# What the exercise asks
Lines before the one containing "Report one dot per instance of the grey" are left out; copy that line and every later line through the end of the data exactly.

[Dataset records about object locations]
::::
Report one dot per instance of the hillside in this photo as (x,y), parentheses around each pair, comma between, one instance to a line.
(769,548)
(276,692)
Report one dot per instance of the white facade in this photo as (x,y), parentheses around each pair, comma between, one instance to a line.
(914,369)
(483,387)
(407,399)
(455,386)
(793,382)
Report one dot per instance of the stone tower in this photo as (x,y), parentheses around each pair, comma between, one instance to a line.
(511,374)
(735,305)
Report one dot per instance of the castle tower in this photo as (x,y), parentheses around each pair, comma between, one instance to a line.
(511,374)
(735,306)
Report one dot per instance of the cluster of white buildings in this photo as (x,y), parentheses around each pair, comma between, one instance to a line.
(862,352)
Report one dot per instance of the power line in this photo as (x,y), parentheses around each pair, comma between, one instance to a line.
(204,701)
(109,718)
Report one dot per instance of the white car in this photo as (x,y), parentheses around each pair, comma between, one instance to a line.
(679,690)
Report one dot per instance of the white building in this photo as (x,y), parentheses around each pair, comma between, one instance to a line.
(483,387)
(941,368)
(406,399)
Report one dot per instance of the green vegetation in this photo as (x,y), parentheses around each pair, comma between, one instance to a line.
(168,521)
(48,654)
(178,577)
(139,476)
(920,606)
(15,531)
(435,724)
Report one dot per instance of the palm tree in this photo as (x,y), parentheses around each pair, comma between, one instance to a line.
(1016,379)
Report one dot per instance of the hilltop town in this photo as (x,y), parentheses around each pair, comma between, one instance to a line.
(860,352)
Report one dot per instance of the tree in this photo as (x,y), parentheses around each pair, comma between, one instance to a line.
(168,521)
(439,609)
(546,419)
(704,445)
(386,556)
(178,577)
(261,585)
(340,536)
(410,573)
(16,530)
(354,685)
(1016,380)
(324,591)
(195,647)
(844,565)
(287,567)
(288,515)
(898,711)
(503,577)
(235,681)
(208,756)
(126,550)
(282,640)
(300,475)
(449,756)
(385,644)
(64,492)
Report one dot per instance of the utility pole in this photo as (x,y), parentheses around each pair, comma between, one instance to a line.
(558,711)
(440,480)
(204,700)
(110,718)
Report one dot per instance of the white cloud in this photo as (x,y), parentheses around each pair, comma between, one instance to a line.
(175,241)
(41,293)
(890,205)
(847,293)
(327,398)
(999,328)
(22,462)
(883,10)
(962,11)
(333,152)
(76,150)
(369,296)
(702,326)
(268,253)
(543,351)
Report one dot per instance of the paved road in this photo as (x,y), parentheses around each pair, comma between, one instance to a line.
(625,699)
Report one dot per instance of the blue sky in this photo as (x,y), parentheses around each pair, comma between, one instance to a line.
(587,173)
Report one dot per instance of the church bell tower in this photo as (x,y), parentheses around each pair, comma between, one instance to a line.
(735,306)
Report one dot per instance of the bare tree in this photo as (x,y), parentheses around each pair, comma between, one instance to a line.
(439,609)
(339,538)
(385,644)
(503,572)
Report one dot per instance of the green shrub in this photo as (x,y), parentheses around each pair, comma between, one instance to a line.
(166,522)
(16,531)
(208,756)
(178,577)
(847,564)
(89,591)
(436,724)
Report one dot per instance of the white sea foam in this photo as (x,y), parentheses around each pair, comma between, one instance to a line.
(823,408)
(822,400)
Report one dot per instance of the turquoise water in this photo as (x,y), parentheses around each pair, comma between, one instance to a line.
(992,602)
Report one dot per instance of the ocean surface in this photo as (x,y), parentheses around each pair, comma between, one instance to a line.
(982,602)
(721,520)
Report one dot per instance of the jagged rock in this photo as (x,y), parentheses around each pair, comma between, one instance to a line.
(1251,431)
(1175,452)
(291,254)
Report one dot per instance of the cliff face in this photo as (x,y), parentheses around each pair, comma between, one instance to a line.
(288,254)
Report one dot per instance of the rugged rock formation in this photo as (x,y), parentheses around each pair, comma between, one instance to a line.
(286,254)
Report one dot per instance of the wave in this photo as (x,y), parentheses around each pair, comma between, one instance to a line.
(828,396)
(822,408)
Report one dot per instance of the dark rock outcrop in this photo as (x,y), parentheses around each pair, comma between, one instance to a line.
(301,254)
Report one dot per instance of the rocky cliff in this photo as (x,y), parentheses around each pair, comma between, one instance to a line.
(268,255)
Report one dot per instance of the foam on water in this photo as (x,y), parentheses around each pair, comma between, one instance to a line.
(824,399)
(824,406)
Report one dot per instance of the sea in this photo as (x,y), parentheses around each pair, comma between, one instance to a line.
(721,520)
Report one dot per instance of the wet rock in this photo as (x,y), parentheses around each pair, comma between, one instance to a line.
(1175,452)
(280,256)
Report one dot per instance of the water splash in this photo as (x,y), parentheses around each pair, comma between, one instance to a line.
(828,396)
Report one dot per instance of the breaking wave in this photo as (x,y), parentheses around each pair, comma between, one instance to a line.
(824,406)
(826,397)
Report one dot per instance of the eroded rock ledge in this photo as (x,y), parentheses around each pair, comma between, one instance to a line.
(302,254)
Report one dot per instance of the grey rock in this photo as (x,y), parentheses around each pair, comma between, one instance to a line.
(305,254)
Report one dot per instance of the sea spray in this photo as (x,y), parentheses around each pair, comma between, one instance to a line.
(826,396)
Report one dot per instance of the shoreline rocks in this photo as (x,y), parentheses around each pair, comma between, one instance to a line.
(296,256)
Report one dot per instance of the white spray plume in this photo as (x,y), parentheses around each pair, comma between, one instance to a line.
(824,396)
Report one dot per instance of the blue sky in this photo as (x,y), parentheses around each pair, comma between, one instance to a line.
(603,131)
::::
# Answer below
Report one dot per instance of the grey rock in this photo as (x,y), parentheses around each pair, comma between, one instance to a line.
(305,254)
Report one dot per instance of the sea spray in this photo as (x,y), parentheses around each pair, comma between, one instance to a line.
(826,396)
Report one dot per instance of the shoreline rocks in this photo as (x,y), parentheses around each pair, comma between, one instance to a line.
(296,256)
Report one dot per instance of the white spray plume in this photo as (x,y), parentheses around each pair, comma between, one instance to a line.
(824,396)
Report one dot per instance of the blue sky in this photo as (x,y), parentheses around each pair, comma between, one instance to a line.
(603,131)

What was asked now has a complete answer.